= Task list =
**1.** Repeat the passage from the CNC forum thread starting at "## Loren (May" and ending at "as a result.".
**2.** Render this sentence from the CNC forum thread in Spanish: "In general, if you can imagine it, you can cut it."
**3.** Pick up the CNC forum thread after its final sentence and carry it on.

= Given text =
+ + +
# What problems does owning a CNC solve?



## Loren (May 30, 2008)

I actually know what major problems CNC would solve for me if
I had the space for a full-sized machine. I don't though,
so I cut out parts with saws. I'm sure there are benefits
and hassles to owning a CNC machine I don't know about 
though, so I'm asking.

I'm curious about how people with CNC machines have
found efficiencies or new profit sources as a result.

An example would be:

"I found cutting out melamine cabinet parts with the CNC
machine minimized chip-out and required less time than
keeping a scoring saw set up and maintained."


----------



## Doss (Mar 14, 2012)

Loren, what size CNC machines are we talking about here and at what price point? I'm sure you realize CNC machines come in all shapes and sizes and prices (err… none of them are cheap though).

I'm thinking for most people it's going to come down to at least 1 of 3 things (though each could have several aspects):

1. Precision
2. Repeatability
3. Time/material savings (maybe this is 2 things)

I'm in the process of ordering (waiting to get the okay from the other account holder) a small CNC and a 3D printer. This will make milling and producing smaller, high-precision parts easier (if you don't like to tinker and troubleshoot though, you're wasting your time with the "cheaper" machines).


----------



## ssnvet (Jan 10, 2012)

We bought our first CNC at work to run a specific job…. headers used for large spools of film. They were made by sandwhiching 2x lumber between two outer layers of plywood and then routing a 'U' shape in one end. We ran hundreds of these with a set up that allowed the operator to switch back and forth between two stations…. where he would unload/clear/load one station, while the other station was cutting.

The second benefit we quickly realized was accuracy. We often run plywood parts used in packaging assemblies, such as crate decks, with slots for strapping and holes to bolt the product down. These holes had to match up perfectly to the customers product….. and a properly set up CNC doesn't miss.

The third benefit was the ability to design parts with any type of crazy countour, without ever asking "how will the guys in the shop cut this". In general, if you can imagine it, you can cut it.

We're in an industrial, factory setting…. so space, power, air, etc… where all available.

Some years ago our owners bought a small Architectural Millwork company that speciallizes in retail store fronts, bank lobbies, etc… and I thought they would really make use of the CNC. But they had their ways of making cabinets and didn't want/need to convert over to the production methods that are tailored for high volume cabinet manufacturing. So they infrequently use the machine to route some lettering in a sign, or to cut ADA logos into table tops, or for some higher volume store displays.
+ + +
= Supplied records =
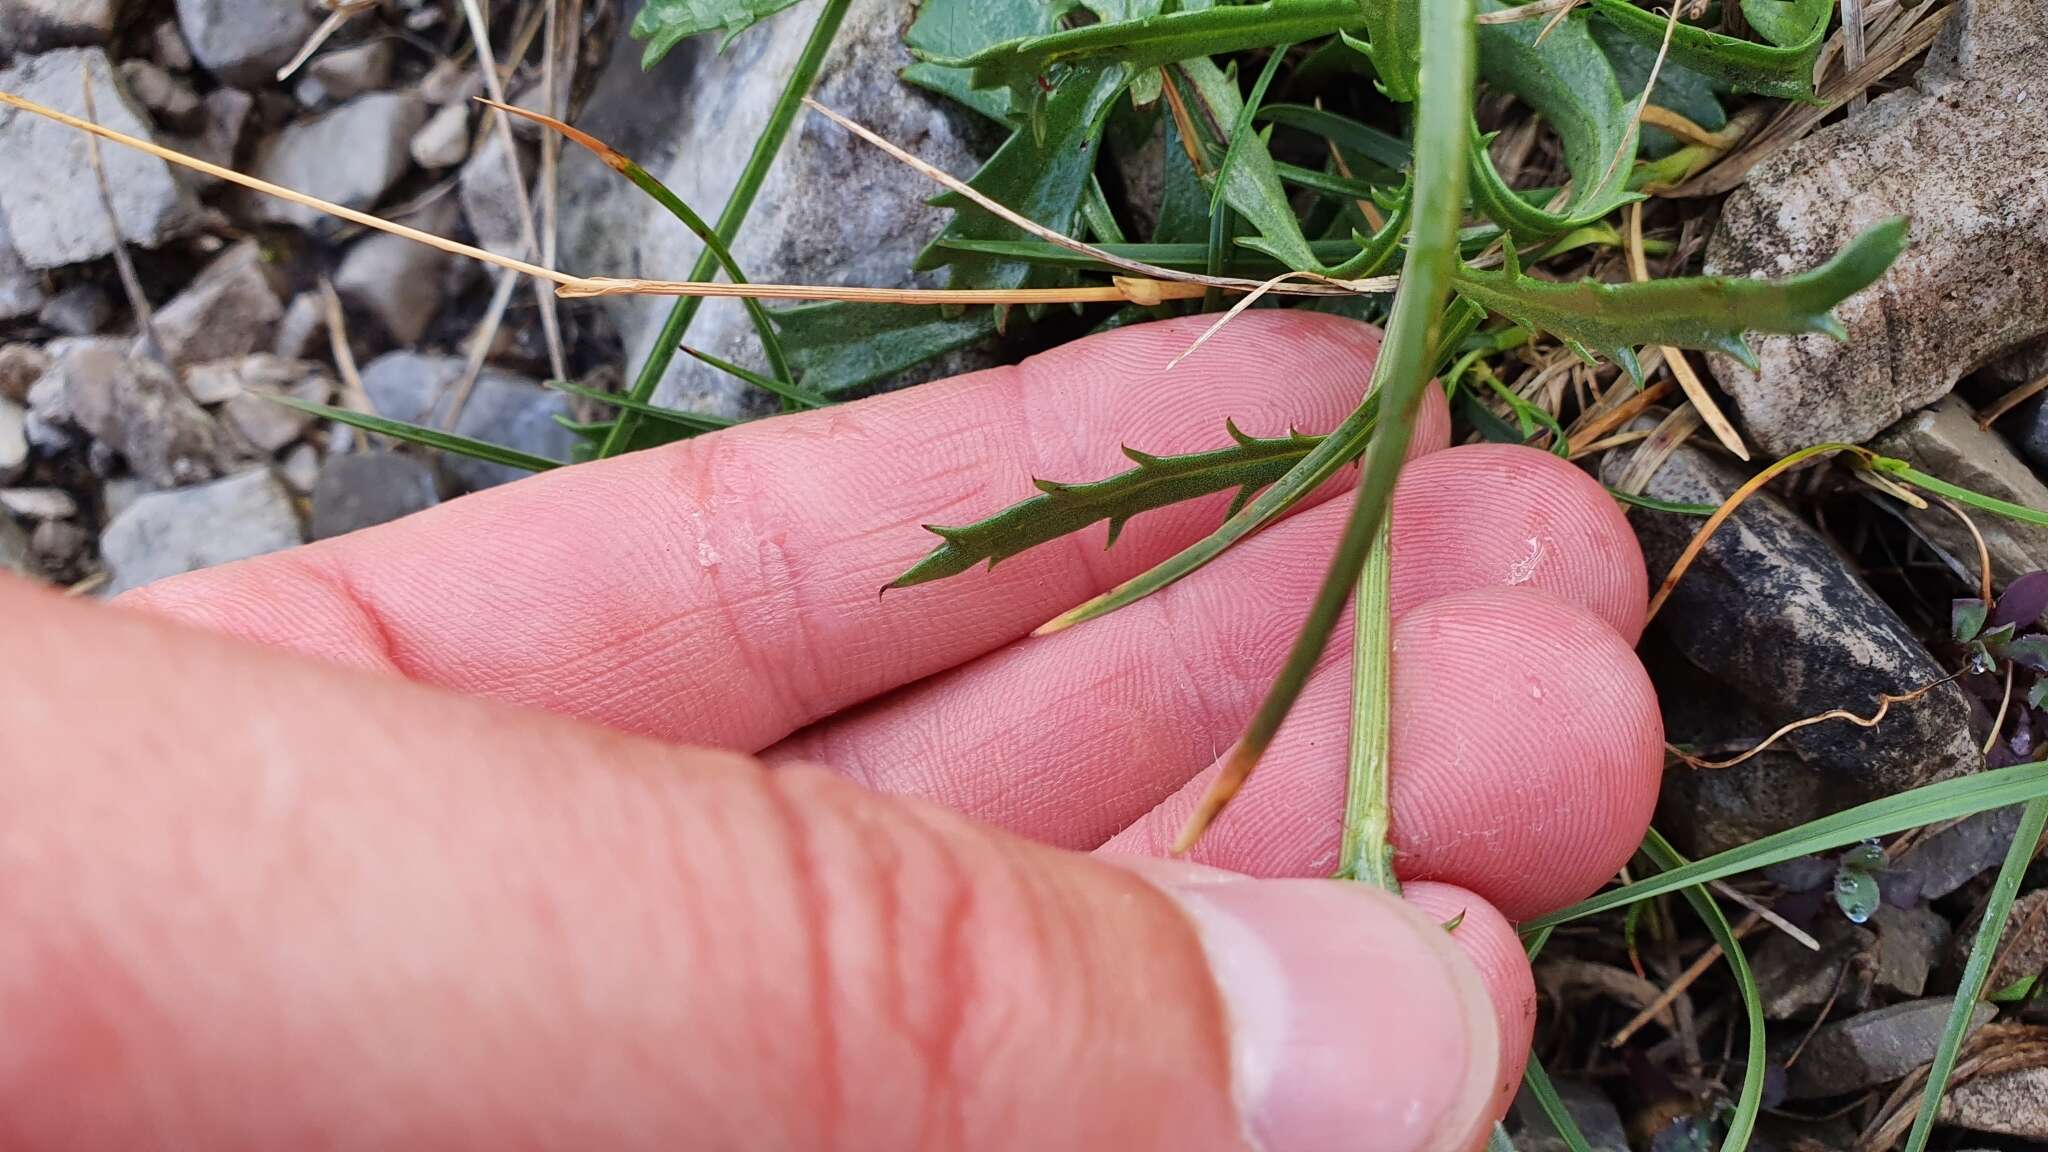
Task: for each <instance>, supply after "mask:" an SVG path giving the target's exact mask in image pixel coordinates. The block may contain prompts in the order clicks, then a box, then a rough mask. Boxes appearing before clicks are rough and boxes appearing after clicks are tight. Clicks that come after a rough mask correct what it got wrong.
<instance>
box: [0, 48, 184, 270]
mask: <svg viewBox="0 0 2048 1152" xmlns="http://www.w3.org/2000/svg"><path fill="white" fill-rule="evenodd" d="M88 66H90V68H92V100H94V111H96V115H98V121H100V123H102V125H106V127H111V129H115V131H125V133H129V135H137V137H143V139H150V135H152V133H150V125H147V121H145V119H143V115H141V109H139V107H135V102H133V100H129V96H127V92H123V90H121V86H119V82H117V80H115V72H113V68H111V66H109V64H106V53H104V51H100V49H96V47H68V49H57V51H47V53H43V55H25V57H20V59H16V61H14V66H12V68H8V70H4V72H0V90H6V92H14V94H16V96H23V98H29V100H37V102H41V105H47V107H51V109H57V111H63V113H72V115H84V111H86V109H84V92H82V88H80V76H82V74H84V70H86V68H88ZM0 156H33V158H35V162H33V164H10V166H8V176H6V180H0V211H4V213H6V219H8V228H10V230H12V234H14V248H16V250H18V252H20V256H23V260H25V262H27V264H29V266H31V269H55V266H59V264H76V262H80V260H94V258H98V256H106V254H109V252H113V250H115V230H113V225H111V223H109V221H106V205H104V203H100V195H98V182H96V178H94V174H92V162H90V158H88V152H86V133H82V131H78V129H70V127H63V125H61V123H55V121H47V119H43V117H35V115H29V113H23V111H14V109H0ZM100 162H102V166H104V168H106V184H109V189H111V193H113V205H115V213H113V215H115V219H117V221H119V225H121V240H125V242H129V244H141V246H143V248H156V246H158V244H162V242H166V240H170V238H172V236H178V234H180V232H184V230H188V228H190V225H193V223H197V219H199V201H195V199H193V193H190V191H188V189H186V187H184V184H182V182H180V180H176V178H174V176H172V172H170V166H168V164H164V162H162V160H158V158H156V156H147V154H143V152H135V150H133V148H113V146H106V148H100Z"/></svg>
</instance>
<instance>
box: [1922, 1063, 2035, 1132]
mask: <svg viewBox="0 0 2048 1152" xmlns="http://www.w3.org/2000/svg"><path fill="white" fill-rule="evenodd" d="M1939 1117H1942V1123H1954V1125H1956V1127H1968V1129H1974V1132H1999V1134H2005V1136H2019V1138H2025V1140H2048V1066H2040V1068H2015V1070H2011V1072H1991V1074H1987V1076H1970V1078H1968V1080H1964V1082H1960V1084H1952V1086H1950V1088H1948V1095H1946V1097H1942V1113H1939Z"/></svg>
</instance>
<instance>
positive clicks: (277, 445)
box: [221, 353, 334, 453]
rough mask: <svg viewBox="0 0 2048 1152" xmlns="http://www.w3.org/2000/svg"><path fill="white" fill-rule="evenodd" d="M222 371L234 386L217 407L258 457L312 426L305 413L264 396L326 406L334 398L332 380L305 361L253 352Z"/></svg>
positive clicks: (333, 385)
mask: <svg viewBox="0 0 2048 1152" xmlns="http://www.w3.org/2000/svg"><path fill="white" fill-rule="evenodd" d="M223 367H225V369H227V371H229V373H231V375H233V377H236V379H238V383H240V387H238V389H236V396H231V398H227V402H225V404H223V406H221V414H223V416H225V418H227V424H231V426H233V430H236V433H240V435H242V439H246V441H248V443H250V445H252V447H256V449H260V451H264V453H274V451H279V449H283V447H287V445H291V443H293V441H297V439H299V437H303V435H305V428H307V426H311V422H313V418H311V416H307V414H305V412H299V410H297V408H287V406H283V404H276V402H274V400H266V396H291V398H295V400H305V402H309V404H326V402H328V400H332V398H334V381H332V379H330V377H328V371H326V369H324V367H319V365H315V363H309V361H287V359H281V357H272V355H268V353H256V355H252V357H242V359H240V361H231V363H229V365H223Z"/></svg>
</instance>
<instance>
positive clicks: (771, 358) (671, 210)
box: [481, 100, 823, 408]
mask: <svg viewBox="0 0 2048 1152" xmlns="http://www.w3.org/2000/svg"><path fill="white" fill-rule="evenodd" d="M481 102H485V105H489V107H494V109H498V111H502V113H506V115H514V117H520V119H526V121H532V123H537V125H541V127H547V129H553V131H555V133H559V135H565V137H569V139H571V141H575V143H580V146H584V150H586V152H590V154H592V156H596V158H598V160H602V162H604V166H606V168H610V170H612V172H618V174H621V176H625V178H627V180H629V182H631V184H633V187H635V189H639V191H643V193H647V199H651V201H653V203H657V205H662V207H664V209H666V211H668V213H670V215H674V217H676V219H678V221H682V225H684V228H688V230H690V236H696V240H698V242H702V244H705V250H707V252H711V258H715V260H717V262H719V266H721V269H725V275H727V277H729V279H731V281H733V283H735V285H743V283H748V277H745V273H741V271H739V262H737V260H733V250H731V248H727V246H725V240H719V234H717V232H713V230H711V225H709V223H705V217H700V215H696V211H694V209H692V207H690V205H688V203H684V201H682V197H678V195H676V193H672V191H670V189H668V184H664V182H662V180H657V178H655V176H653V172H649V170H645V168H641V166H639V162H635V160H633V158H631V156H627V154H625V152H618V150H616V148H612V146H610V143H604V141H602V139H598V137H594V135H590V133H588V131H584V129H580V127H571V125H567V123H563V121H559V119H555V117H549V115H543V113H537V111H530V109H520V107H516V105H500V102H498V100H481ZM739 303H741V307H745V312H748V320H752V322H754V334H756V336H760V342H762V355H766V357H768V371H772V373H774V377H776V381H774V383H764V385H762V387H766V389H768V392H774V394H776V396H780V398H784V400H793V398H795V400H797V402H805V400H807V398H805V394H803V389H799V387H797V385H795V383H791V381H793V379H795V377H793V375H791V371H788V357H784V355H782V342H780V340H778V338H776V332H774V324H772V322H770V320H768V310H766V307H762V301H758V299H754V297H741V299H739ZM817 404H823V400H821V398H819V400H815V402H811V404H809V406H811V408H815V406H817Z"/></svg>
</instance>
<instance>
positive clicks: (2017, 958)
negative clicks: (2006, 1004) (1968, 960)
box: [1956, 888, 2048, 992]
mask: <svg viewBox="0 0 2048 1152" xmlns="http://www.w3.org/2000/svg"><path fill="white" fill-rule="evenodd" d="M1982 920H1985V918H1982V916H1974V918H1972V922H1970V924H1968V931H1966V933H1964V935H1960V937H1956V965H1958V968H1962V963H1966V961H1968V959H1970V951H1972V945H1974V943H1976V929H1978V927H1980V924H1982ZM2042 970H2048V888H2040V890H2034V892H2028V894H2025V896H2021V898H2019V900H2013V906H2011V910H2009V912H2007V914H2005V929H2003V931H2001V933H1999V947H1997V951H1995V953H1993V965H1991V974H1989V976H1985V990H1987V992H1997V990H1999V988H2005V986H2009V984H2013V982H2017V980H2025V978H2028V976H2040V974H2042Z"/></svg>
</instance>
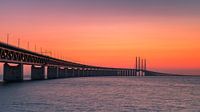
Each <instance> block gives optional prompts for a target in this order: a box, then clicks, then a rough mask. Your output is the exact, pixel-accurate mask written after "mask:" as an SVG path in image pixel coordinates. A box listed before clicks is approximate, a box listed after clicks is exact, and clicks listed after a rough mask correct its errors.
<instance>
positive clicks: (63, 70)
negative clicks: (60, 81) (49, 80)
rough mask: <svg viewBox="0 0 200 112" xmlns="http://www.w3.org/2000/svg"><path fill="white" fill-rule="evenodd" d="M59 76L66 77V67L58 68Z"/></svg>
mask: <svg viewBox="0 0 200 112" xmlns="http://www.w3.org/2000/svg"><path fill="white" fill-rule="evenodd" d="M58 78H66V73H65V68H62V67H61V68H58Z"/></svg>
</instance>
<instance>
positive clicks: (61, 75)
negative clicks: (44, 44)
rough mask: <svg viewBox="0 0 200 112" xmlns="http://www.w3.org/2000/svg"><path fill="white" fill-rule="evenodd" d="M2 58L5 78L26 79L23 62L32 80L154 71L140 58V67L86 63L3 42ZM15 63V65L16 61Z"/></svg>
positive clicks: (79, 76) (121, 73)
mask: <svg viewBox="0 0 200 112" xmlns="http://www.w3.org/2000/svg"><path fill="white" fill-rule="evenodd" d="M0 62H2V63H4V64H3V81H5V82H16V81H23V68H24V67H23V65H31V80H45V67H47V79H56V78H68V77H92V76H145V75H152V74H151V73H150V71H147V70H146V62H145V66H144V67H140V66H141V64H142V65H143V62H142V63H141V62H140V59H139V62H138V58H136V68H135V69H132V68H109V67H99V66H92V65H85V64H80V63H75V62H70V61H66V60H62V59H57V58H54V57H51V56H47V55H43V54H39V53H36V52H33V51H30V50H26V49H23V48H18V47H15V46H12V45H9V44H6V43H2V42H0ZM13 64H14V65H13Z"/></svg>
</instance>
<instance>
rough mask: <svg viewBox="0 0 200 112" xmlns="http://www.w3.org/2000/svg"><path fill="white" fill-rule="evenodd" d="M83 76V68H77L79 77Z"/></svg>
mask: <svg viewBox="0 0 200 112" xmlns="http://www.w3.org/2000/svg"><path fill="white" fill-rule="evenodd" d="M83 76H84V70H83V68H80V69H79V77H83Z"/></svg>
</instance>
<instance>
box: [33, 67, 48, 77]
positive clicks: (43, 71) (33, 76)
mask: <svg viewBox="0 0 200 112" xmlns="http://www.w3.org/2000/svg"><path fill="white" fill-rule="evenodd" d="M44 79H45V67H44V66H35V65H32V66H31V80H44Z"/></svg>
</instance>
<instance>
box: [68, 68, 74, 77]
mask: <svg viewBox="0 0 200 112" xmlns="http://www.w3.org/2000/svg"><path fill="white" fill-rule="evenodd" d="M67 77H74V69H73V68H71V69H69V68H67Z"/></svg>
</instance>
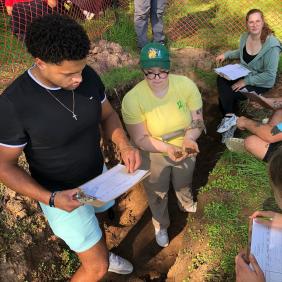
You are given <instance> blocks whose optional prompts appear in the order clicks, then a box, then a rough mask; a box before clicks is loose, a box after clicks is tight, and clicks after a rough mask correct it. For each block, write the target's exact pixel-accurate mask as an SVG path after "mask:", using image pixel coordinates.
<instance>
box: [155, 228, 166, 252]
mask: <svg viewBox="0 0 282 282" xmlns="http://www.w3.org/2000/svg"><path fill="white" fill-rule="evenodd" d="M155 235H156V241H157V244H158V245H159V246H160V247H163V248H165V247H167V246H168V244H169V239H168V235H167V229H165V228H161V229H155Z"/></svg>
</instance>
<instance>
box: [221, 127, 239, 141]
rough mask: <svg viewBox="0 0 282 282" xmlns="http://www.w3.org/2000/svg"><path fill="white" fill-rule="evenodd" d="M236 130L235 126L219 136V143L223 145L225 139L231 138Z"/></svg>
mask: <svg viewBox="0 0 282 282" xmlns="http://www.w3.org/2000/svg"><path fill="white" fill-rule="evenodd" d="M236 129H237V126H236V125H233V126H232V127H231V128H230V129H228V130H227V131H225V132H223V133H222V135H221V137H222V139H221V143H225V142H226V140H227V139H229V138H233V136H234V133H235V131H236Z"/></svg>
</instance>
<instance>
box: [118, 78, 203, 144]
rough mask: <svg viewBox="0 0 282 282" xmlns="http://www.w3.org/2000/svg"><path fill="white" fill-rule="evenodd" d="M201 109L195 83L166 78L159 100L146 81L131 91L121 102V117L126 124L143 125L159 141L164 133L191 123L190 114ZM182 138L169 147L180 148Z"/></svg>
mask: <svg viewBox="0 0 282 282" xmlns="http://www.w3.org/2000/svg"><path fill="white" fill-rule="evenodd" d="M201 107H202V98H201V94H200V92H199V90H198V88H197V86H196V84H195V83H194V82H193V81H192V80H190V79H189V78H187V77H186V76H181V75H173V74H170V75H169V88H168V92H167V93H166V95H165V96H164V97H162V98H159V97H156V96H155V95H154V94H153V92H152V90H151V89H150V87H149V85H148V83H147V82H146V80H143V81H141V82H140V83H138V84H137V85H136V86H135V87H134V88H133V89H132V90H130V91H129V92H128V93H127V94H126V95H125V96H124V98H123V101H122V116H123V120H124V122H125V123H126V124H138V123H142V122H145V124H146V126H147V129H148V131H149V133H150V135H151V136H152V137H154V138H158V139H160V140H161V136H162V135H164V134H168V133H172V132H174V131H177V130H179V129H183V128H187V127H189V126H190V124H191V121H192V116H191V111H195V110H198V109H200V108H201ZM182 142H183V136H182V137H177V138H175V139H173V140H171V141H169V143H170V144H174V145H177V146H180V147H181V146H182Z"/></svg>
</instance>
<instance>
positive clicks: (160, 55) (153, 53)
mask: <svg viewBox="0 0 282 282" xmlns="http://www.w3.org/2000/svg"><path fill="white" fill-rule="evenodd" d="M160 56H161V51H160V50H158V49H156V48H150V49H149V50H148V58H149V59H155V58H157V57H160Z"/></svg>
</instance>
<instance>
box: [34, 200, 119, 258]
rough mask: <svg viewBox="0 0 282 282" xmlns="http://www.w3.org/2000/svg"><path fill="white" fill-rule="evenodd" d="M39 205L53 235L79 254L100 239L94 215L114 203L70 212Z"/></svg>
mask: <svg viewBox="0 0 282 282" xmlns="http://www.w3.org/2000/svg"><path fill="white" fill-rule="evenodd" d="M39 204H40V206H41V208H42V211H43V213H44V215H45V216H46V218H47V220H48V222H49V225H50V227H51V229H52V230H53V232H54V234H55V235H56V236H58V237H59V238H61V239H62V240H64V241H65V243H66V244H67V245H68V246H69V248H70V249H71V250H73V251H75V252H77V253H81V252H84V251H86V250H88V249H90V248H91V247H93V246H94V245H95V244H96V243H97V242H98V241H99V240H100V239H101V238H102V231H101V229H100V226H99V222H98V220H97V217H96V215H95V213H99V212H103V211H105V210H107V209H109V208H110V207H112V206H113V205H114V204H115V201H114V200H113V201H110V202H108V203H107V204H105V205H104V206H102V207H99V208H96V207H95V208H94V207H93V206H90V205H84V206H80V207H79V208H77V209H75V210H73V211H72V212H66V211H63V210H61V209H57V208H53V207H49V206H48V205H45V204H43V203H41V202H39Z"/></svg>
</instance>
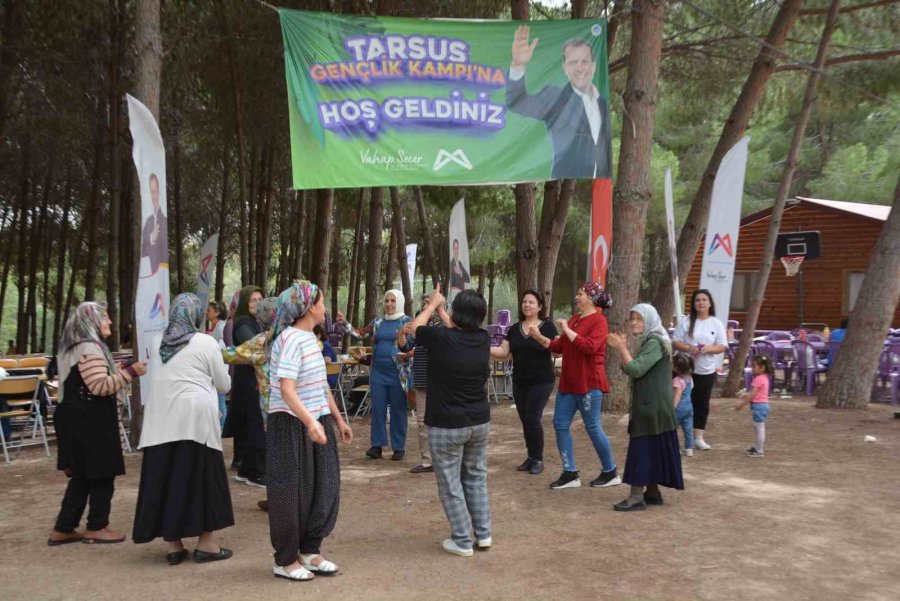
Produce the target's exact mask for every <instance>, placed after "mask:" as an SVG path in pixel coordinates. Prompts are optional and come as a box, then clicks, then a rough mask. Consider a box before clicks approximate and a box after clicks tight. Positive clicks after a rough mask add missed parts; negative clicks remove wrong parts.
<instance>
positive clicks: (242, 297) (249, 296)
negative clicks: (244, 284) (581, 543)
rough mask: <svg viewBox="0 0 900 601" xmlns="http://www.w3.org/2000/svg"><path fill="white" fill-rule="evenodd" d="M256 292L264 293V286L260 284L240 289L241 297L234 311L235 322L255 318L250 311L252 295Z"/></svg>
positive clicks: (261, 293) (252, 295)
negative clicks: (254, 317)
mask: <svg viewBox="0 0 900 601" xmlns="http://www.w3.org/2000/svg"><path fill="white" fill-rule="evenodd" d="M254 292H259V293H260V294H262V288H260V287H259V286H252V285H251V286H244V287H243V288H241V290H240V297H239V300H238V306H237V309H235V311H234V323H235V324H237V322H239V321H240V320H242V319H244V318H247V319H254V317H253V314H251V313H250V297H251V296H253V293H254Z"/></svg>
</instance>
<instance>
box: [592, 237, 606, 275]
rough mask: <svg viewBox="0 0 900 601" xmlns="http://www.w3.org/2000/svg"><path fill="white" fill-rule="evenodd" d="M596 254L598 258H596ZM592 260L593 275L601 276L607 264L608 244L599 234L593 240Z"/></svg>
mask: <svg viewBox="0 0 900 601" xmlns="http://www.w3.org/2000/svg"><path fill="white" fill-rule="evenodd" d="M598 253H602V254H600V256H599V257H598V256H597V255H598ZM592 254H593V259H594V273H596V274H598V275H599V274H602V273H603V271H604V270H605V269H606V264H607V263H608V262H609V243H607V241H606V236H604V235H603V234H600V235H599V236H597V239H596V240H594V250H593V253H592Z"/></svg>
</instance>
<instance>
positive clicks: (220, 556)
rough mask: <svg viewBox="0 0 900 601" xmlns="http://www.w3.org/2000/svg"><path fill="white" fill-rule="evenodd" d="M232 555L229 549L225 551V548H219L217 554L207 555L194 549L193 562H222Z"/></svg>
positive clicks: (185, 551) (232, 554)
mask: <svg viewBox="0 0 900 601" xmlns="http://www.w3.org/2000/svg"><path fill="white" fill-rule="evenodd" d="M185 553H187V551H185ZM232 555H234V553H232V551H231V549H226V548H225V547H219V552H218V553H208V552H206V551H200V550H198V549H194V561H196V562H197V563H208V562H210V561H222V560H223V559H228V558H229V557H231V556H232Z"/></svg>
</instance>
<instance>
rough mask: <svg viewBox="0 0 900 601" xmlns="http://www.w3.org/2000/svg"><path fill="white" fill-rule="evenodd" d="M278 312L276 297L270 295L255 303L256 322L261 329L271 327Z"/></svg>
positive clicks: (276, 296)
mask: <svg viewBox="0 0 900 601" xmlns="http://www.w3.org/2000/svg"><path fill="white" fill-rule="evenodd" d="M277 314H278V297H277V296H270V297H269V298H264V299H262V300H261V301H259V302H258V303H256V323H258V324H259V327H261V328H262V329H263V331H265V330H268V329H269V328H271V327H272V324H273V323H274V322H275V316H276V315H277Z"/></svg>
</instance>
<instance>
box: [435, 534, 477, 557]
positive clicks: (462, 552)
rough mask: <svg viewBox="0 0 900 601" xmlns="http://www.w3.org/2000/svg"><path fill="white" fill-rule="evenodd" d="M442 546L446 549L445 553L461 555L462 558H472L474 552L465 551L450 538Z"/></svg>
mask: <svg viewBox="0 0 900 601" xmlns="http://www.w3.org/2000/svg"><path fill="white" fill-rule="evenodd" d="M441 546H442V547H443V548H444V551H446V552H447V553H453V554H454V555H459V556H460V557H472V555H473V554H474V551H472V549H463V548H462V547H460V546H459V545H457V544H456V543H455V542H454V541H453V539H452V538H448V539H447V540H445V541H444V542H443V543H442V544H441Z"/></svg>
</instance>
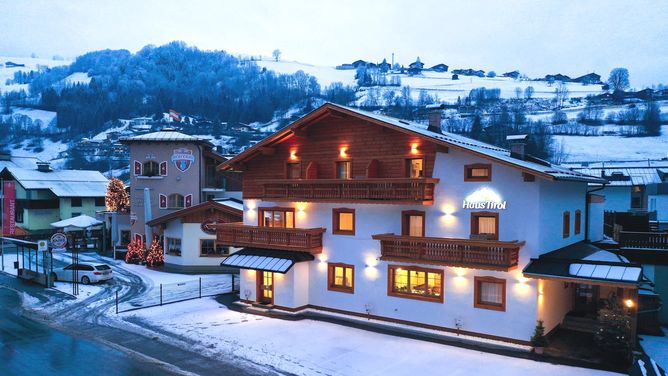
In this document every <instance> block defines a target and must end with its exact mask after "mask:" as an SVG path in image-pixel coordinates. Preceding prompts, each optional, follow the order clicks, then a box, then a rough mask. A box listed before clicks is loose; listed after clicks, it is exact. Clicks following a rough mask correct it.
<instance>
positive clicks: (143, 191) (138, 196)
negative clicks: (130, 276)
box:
+ + +
= Outputs for the tasks =
**1.**
## Loren (May 30, 2008)

I actually know what major problems CNC would solve for me if
I had the space for a full-sized machine. I don't though,
so I cut out parts with saws. I'm sure there are benefits
and hassles to owning a CNC machine I don't know about 
though, so I'm asking.

I'm curious about how people with CNC machines have
found efficiencies or new profit sources as a result.

**2.** En general, si puedes imaginarlo, puedes cortarlo.

**3.**
OBTW, if you use a good quality "compression" bit, and have your feeds and speeds set up correctly, you can route melomine all day long with almost no chip out on either to top or bottom edges.


----------



## dkirtley (Mar 11, 2010)

It really isn't all that different. Just gives you another tool to make you more flexible. It doesn't really add any capability that you can't do with regular tooling but it does offer repeatability and free you to work on other things while it is cutting. It is also not an all or nothing proposition. You can mix and do some operation by CNC and others by manual machines or by hand.

Another thing to consider is whether you are talking about just making cuts like and saw would make router or are looking at 3D cutting. You can also get a 4-axis and 5-axis machines that can cut much more complex parts. A 4th axis is usually an option on a CNC router type machine but a 5-axis is a whole other world. The 4 axis would be able to do things like table legs and such with various shapes. It also raises the price for the CAM software to handle the other cutting.

The machines from Legacy Woodworking Machinery give you an idea of some flexibility. It is not a real plug and play operation. It takes some real learning and practice to get really complex things out of one.


----------



## Loren (May 30, 2008)

Well, I have a small vertical mill and I'm getting interested
in using machined aluminum parts in my designs so that's part
of what I'm thinking about. For woodworking the mill's
work envelope is restricted but I could use it to make 
precision templates for overarm routing, for example.

I'm moving also towards cutting sheet goods on a vertical
saw I built (the saw is in its second iteration). In terms
of making a compromise between floor space and woodworking,
I may look into building a cnc with a 24"x72" work enveloped,
or thereabouts.


----------



## dkirtley (Mar 11, 2010)

Be sure to check out rawdawgs50 here on Lumberjocks. He is in the middle of one of the nicest home built CNC I have seen to date.


----------



## ssnvet (Jan 10, 2012)

CNCzone.com is the most active forum I've seen for all thing CNC


----------



## dannelson (Nov 28, 2011)

I saw a nice used shop bot go for $3600 . The smallest id go for a machine is 48×96. we cut aluminum on our bot all the time as well as plastic , wood , brass, foam ect. as mentioned before you cannot beat a cnc for curved work whatso ever. We did a 92' radius for a glass curtain wall for layout all plotted on 5×10 sheets of 3/4 ply that dog boned to together flawlessly try that with a swing jig. sounds like space is a factor for you. when we bought our cnc I was able to sell my panel saw. downsize my jointer and still get by with my small 15" planer. About the only bad thing that I can say about cnc is that you cant run them in a thunderstorm when the power is flickering. very bad things happen to what your cutting if you loose power for an instant. As for profit sources start dreaming, check out the VETRIC software we use vetric aspire and couldnt be happier.


----------



## tyskkvinna (Mar 23, 2010)

I have found with CNC I can do a lot of tasks more accurately and depending on what it is, faster (sometimes, depending on what it is - slower).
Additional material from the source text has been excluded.